_Exercise directions_. Reproduce all of the records below verbatim, leaving every line unchanged.

_Collected data entries_.
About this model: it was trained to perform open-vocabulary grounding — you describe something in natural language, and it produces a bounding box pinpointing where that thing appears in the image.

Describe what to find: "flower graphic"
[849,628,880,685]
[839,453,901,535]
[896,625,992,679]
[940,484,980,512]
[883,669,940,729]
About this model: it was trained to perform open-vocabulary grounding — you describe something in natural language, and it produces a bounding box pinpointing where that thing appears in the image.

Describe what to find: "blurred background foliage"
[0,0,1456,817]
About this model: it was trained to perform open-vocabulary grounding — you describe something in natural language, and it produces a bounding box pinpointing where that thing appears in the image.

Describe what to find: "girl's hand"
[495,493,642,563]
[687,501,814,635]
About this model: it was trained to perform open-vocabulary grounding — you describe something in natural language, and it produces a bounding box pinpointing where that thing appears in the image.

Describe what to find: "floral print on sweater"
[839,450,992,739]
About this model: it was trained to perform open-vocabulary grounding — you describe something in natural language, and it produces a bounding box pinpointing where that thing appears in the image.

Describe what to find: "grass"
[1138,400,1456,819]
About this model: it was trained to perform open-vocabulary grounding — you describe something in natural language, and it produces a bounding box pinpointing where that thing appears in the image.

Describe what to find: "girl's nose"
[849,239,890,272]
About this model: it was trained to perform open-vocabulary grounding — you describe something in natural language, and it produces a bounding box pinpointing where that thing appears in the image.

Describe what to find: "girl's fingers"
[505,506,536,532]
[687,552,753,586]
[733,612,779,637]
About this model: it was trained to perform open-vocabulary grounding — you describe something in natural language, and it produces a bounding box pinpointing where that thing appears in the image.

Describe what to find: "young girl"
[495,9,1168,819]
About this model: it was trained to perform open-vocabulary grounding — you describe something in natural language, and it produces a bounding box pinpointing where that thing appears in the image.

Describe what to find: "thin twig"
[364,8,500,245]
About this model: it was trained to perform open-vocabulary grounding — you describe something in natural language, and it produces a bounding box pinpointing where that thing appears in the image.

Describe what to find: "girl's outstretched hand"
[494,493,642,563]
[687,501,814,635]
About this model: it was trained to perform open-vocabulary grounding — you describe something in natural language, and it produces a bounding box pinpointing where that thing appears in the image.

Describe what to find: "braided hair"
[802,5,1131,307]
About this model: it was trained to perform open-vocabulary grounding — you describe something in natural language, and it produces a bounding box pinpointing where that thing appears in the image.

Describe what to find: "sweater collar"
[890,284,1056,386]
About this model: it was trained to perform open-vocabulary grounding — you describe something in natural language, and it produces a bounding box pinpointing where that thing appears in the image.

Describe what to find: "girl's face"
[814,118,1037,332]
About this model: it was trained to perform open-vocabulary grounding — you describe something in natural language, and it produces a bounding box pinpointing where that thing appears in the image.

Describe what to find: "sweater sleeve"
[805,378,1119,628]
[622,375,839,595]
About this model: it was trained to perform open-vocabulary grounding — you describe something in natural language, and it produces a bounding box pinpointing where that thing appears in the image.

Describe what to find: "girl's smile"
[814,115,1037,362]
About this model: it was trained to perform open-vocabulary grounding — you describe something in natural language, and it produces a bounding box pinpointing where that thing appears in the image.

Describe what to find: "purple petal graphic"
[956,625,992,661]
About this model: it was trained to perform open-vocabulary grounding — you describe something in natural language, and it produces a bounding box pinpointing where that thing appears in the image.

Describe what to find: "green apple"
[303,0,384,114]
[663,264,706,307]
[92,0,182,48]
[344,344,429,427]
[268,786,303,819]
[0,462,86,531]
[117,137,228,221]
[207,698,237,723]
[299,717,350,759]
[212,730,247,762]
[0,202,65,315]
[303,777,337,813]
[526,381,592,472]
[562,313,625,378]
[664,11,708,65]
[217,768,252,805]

_Output_.
About this model: it was trained to perform open-vocabulary grounding — you describe something in natural language, and it produces a bounding box pinpointing where that thing appears in the image.

Describe what to find: "flower graphic"
[849,628,880,685]
[839,453,901,535]
[896,625,992,679]
[940,484,980,512]
[883,669,940,729]
About this model: it was trained to perform open-vocabulary grounding — you describe something in natural language, and it produces a bounding box pinpointing where that thing appears in the image.

Describe what to find: "blurred background foliage"
[0,0,1456,817]
About this model: it was trained to perform open-vocabulary grounding — you describe something in natural language, and it produces a bounding box pinpointing where that thing appears in the image.

Describe what to find: "girl's hand"
[495,493,642,563]
[687,501,814,635]
About this model: it was trained to perform open-vocabulary grounding — you describe something in natural language, and it produces a bounding box pinpointing where that thing appears in the image.

Describe what to find: "floral print on sweater"
[839,450,992,739]
About this model: it was trained to perform open-vocabulary grounding — you describe something in natural language, and it produces a bounding box pinpointing where that thing appears in the image.

Describe what to find: "grass"
[1138,400,1456,819]
About this model: it was trained to perform open-vocabulary grounding — you describe something in natural language, and it produces a bounding box pinpointing where that thing appears in the image.

Describe what to find: "girl's nose"
[849,239,890,272]
About this model: it was trained to perform open-vocabulary grounding — you describe something in natural language, and it produces a bounding box pinpointing where that thing appears in the image.

Describe what to find: "girl's fingers"
[505,506,536,532]
[687,552,753,586]
[733,612,779,637]
About this model: it was trained to perform open-vocabulary grounding — you describe something in natural language, and it produces a bounding box pinpointing where that thing appears in the image.

Describe what to find: "young girl"
[495,9,1168,819]
About this model: it was trained to perform open-vocabulary grounding — you describe something in natural language, and it produces a bounding box pinpointing where that thing appears in the image.

Describe what to find: "thin twig"
[364,8,500,245]
About this model: it was trained to perform open-vocabulary grounding — you describe something in natural language, and it produces a bounding box pinpointing where that thing appears in the image.

Describe what to find: "girl's outstretched hand"
[494,493,642,563]
[687,501,814,635]
About this model: it was trained to perform open-vocabulary grounding — you describe something in natural language, and it produces a bounding box pinpointing where that thing appears in the image.

Describe what to find: "braided hair"
[802,5,1131,307]
About this model: it was trained to perform open-vocabulary grounding — you describe something in natural language, and it produces a bounding box pinpointing where that thing appears in the image.

Describe what to find: "sweater collar"
[890,284,1056,386]
About this model: it was trained to perform open-vocabulary grounding — you describe something in natural language, and it produces a bounding box pinpointing where that thing appears in the image.

Describe what to find: "girl's face"
[814,118,1037,332]
About this model: it was trained to perform open-vocabulary grounding — you describe something in natural language, and it produces a bounding box pinpointing where that thing appears in the image.

Describe what to find: "sweater sleeve"
[805,378,1119,628]
[622,375,839,595]
About this model: it was trained to perform open-vocabulary grounding — you describe something in natural language, and it produces a bounding box pinpointing where that thing appears in the image.

Describe what to find: "girl's smile"
[814,115,1037,362]
About this model: it was trained to perform open-vocabulary grounding — you describe something in natural language, and it produces a bounding box pinpointing where that thing appears in the image.

Describe what to find: "purple petal graphic"
[956,625,992,661]
About this model: it was trained to perform open-vocabulary grounding — you describe something in natural language, and it produces a bounding box pinpointing where that thing appears in the image.

Describe what to find: "green apple"
[303,0,384,114]
[663,264,706,307]
[92,0,182,48]
[344,344,429,427]
[268,786,303,819]
[0,462,86,531]
[117,137,228,221]
[207,698,237,723]
[299,717,350,759]
[212,730,247,762]
[0,202,65,315]
[303,777,337,813]
[526,381,592,472]
[562,313,625,378]
[664,11,708,65]
[217,768,252,805]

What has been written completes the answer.